Copy the stretch of the entries below from the line containing "Tag each instance of the temple" through the line containing "<point>271,199</point>", including both of those lines, without changing a character.

━━━ Exercise data

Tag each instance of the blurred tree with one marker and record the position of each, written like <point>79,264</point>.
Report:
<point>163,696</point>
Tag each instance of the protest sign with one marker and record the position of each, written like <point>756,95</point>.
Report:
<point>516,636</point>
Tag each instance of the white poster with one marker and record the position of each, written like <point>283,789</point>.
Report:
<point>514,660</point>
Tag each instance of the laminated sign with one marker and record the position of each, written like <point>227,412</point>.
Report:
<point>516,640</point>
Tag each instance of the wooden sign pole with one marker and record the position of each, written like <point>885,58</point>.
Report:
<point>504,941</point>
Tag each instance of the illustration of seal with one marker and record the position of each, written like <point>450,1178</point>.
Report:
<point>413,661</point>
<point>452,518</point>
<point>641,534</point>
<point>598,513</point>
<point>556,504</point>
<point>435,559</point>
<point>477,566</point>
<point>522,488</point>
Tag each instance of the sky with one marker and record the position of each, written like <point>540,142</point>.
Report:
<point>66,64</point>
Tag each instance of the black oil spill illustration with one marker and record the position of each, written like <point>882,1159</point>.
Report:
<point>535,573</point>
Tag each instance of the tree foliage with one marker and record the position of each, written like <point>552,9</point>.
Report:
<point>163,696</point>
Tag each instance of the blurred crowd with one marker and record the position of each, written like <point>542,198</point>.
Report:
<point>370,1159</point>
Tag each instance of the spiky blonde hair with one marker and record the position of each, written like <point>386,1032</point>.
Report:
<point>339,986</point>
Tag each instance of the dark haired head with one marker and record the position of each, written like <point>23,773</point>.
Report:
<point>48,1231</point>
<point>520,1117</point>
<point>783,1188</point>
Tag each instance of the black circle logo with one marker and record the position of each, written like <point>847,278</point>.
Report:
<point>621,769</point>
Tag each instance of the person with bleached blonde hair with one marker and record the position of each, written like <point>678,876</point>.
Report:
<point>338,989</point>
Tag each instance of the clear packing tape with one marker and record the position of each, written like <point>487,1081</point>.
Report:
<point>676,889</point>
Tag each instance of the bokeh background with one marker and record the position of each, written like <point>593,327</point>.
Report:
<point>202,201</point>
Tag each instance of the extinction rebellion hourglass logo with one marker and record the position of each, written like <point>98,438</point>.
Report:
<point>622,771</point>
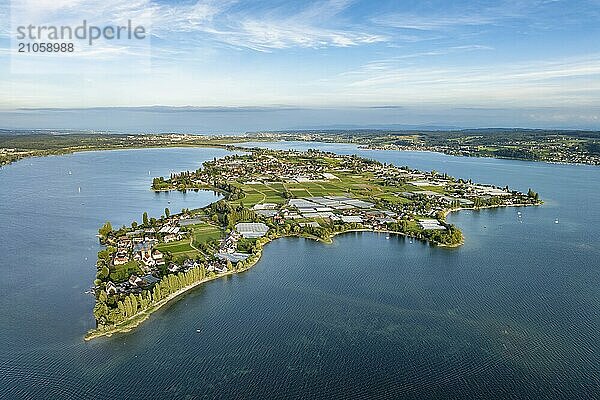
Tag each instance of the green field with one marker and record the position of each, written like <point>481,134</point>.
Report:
<point>120,273</point>
<point>206,232</point>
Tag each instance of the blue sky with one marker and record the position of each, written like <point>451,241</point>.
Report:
<point>535,61</point>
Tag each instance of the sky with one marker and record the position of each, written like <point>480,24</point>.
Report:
<point>529,63</point>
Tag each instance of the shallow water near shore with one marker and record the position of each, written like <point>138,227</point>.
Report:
<point>511,314</point>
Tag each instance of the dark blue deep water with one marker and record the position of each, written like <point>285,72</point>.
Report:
<point>512,314</point>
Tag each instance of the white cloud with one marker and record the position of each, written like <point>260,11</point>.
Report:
<point>551,82</point>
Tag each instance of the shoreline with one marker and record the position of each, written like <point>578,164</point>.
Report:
<point>135,320</point>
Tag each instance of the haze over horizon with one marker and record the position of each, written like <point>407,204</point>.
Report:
<point>272,64</point>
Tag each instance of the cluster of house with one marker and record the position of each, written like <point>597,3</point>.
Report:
<point>135,284</point>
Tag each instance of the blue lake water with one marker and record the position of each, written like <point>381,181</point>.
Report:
<point>514,313</point>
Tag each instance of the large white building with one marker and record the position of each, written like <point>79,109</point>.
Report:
<point>252,230</point>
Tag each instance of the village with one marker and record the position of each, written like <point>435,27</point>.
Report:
<point>270,194</point>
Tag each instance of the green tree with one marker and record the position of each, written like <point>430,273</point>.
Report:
<point>105,230</point>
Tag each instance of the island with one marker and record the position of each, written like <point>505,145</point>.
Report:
<point>270,194</point>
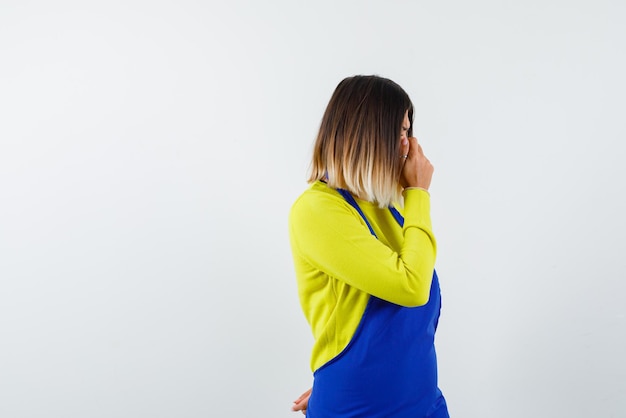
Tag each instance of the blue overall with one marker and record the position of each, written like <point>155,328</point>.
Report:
<point>389,368</point>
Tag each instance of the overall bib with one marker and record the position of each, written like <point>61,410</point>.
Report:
<point>389,368</point>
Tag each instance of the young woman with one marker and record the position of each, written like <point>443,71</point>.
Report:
<point>364,256</point>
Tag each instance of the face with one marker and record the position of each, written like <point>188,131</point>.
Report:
<point>406,125</point>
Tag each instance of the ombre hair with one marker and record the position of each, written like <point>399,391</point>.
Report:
<point>358,144</point>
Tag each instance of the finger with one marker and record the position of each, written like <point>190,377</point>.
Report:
<point>404,149</point>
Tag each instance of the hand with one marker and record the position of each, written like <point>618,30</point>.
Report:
<point>302,402</point>
<point>417,170</point>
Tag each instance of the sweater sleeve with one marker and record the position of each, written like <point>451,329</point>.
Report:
<point>328,234</point>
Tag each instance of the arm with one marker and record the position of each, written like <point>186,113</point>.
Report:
<point>302,403</point>
<point>330,236</point>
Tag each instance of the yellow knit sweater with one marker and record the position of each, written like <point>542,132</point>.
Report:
<point>339,263</point>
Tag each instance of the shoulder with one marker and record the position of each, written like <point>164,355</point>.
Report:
<point>319,202</point>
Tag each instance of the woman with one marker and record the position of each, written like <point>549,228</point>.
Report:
<point>364,256</point>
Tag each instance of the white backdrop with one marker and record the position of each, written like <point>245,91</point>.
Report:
<point>150,151</point>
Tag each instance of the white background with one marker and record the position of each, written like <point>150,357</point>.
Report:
<point>150,151</point>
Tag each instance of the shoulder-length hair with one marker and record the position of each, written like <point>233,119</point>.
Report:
<point>358,144</point>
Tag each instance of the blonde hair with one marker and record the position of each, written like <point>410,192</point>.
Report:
<point>358,144</point>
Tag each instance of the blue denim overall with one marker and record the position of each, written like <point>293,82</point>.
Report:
<point>389,368</point>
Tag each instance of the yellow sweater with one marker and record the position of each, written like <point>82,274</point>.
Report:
<point>339,263</point>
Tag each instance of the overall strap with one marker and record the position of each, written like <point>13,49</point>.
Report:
<point>348,196</point>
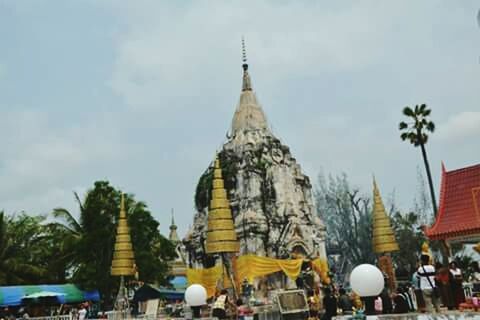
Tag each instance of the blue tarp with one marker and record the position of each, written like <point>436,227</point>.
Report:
<point>180,283</point>
<point>12,295</point>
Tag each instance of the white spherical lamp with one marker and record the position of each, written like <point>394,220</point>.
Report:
<point>196,295</point>
<point>367,280</point>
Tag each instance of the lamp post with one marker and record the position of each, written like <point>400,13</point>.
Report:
<point>196,297</point>
<point>367,281</point>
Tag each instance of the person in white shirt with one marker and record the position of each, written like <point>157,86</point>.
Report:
<point>426,276</point>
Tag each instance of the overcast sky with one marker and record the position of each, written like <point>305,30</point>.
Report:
<point>142,92</point>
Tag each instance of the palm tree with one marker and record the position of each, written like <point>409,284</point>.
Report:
<point>416,131</point>
<point>71,232</point>
<point>18,236</point>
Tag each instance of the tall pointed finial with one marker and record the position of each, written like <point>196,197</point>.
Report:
<point>221,235</point>
<point>383,235</point>
<point>247,83</point>
<point>244,54</point>
<point>123,257</point>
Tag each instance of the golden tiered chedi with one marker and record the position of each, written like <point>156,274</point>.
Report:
<point>383,236</point>
<point>123,263</point>
<point>221,235</point>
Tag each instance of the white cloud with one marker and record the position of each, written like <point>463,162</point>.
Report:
<point>460,126</point>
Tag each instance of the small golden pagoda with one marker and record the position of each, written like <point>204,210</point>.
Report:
<point>221,235</point>
<point>123,263</point>
<point>383,236</point>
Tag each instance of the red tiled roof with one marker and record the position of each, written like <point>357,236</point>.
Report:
<point>459,211</point>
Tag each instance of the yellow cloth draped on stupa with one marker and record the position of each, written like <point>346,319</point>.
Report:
<point>320,266</point>
<point>249,267</point>
<point>123,263</point>
<point>207,277</point>
<point>383,235</point>
<point>221,235</point>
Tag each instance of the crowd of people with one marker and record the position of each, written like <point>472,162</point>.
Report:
<point>432,288</point>
<point>75,312</point>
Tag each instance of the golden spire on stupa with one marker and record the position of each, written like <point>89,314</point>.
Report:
<point>123,263</point>
<point>221,236</point>
<point>383,236</point>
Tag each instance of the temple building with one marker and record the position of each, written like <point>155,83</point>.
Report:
<point>458,218</point>
<point>270,198</point>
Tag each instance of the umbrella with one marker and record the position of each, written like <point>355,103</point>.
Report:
<point>42,294</point>
<point>43,297</point>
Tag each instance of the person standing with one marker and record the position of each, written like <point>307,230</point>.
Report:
<point>426,276</point>
<point>82,313</point>
<point>400,302</point>
<point>220,305</point>
<point>443,280</point>
<point>457,284</point>
<point>344,302</point>
<point>330,304</point>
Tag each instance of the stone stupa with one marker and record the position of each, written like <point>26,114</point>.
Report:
<point>271,199</point>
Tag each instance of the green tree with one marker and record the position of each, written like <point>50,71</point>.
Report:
<point>348,218</point>
<point>416,131</point>
<point>92,239</point>
<point>409,237</point>
<point>20,246</point>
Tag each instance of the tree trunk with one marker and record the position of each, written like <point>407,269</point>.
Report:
<point>429,176</point>
<point>444,246</point>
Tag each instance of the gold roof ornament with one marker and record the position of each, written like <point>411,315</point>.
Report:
<point>123,263</point>
<point>221,235</point>
<point>383,236</point>
<point>249,114</point>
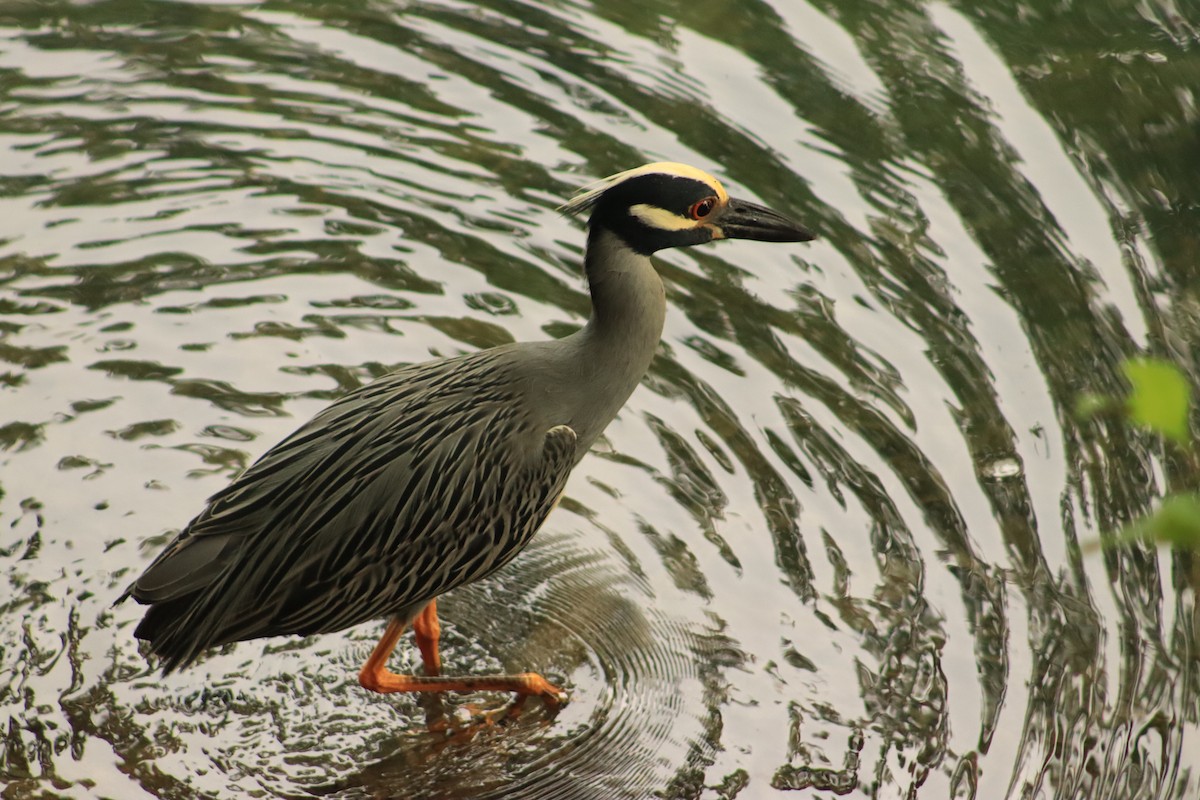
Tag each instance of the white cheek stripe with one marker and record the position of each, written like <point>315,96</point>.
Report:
<point>660,218</point>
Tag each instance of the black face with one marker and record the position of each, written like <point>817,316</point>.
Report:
<point>618,211</point>
<point>658,210</point>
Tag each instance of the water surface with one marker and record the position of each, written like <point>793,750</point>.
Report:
<point>835,543</point>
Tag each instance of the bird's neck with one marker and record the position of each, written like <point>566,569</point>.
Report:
<point>628,301</point>
<point>613,350</point>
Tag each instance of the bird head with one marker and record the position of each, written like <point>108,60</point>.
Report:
<point>667,204</point>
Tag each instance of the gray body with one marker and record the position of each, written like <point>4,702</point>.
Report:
<point>439,473</point>
<point>430,477</point>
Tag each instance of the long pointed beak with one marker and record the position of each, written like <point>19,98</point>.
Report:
<point>743,220</point>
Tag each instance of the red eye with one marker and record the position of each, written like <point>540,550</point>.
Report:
<point>702,209</point>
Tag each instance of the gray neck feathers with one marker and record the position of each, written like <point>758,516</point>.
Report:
<point>612,353</point>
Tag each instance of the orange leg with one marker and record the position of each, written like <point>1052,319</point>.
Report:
<point>376,678</point>
<point>427,631</point>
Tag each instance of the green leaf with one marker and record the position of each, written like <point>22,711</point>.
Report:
<point>1161,398</point>
<point>1090,404</point>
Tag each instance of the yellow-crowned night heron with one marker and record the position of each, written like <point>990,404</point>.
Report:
<point>439,473</point>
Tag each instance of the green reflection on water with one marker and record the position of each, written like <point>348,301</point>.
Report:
<point>262,206</point>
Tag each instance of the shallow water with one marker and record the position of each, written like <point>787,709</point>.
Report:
<point>837,541</point>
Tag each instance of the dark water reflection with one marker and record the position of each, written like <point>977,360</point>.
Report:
<point>832,546</point>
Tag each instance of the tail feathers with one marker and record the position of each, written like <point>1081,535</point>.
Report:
<point>165,627</point>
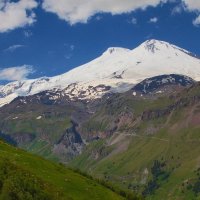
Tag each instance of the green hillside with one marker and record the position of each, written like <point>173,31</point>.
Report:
<point>25,176</point>
<point>154,150</point>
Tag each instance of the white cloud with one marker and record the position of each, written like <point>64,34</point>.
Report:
<point>133,20</point>
<point>153,20</point>
<point>16,73</point>
<point>192,4</point>
<point>27,33</point>
<point>75,11</point>
<point>16,14</point>
<point>196,22</point>
<point>14,47</point>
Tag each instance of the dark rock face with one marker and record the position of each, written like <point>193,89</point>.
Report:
<point>70,144</point>
<point>158,82</point>
<point>8,139</point>
<point>22,138</point>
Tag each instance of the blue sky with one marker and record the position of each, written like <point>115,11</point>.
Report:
<point>47,39</point>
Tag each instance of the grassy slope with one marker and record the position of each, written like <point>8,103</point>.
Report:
<point>175,142</point>
<point>70,184</point>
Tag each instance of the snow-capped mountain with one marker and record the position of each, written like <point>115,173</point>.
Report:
<point>117,68</point>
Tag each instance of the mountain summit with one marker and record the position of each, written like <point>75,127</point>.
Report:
<point>118,68</point>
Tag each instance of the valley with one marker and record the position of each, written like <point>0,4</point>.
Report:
<point>136,131</point>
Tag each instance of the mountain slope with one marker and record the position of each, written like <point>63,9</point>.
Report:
<point>24,176</point>
<point>117,67</point>
<point>150,145</point>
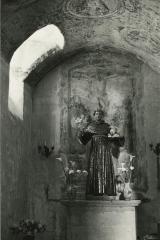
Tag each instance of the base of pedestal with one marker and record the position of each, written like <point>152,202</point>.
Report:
<point>102,198</point>
<point>101,220</point>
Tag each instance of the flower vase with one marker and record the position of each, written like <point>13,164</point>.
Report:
<point>29,237</point>
<point>71,192</point>
<point>127,191</point>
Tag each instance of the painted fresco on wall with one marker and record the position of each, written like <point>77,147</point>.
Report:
<point>106,78</point>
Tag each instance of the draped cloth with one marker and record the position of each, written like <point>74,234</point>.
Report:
<point>101,177</point>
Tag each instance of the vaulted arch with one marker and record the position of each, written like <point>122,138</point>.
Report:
<point>45,42</point>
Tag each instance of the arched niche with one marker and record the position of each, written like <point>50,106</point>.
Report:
<point>45,42</point>
<point>73,88</point>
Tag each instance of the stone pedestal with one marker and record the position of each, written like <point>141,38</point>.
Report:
<point>101,220</point>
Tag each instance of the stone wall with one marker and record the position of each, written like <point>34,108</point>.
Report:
<point>15,153</point>
<point>122,83</point>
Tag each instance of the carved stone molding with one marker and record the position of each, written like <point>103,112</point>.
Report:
<point>100,8</point>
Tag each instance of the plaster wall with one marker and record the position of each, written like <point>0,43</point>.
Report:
<point>122,83</point>
<point>15,152</point>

━━━━━━

= Complete output =
Tag each instance of the temple building with one marker and record the position of each, written like <point>155,83</point>.
Report:
<point>458,218</point>
<point>270,198</point>
Tag each instance of the umbrella with one marker and record the position of each, written like <point>355,103</point>.
Report:
<point>42,294</point>
<point>43,297</point>
Tag each instance of the person standing with one marker and record the position of each, written like <point>307,230</point>.
Report:
<point>426,276</point>
<point>82,313</point>
<point>400,302</point>
<point>220,305</point>
<point>443,280</point>
<point>457,284</point>
<point>344,302</point>
<point>330,304</point>
Tag each instance of the stone stupa with one marker and record the position of each, written like <point>26,114</point>.
Report:
<point>271,199</point>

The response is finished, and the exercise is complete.